* ASSIGNMENT
Rewrite the stretch of the records from the line containing "For every <instance>" through the line containing "box: [385, 224, 541, 262]", swapping "pixel-accurate" for "precise" and leaving everything else unchanged. Give back only those lines.

* DATA PROVIDED
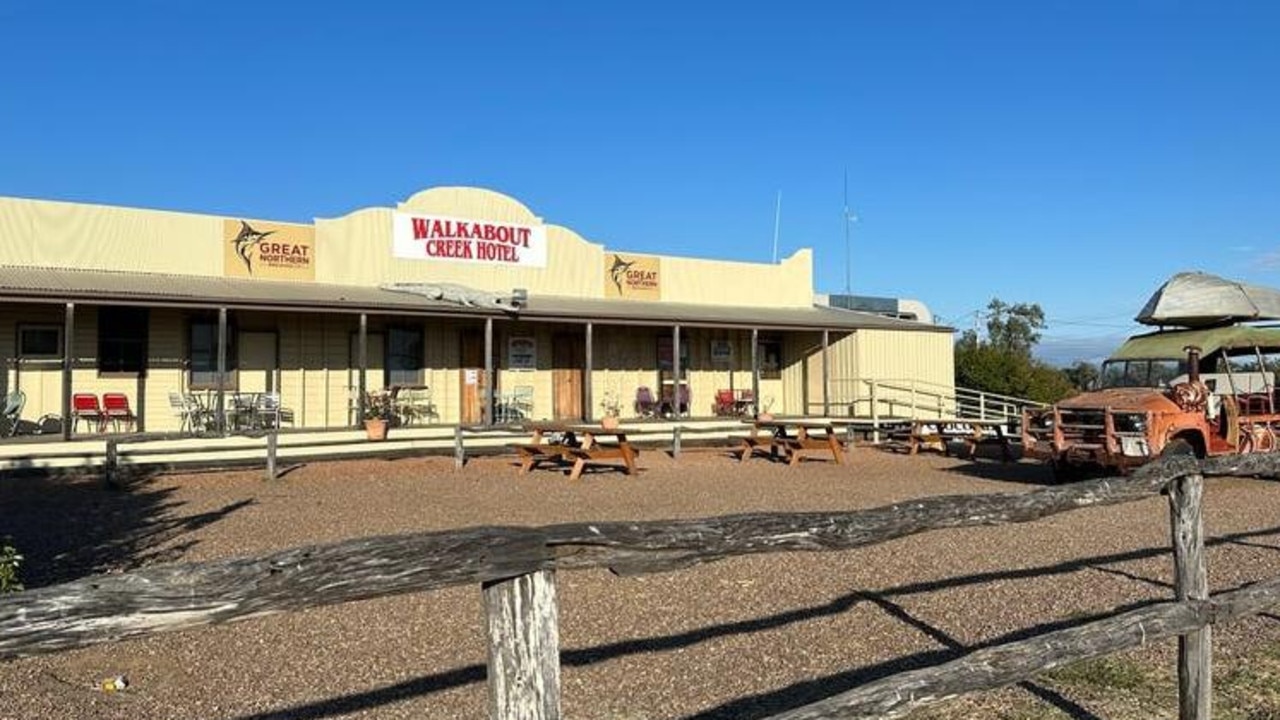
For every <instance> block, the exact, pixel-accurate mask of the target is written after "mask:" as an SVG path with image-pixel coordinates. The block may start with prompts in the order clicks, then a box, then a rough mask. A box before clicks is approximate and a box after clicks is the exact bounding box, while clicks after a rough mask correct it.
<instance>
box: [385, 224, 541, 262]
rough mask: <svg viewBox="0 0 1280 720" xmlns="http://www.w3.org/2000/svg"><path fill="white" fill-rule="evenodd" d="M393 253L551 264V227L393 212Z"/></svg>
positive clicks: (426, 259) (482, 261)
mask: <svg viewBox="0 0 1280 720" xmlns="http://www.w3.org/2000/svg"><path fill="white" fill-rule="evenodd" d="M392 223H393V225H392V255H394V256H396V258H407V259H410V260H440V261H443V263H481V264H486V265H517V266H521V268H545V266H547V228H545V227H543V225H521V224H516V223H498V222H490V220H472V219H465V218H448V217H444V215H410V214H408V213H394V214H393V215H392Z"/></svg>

==

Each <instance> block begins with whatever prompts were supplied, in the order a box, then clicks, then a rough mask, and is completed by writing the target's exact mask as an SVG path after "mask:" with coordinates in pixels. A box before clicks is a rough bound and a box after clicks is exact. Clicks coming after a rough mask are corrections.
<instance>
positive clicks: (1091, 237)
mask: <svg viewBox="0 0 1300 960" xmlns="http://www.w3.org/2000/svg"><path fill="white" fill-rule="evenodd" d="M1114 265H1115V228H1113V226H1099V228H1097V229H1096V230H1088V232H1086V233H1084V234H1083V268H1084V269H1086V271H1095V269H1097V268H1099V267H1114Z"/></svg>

* RESULT OF THE TASK
For every <instance> block, the exact, precise mask of the target is written after "mask:" as an SVG path with image-pixel coordinates. The block may start with prompts in the order clicks, then a box, then a rough mask. A box before clicks is approximate and a box after clicks is the exact bounding box, while clicks after a rough mask correct it.
<instance>
box: [385, 224, 541, 262]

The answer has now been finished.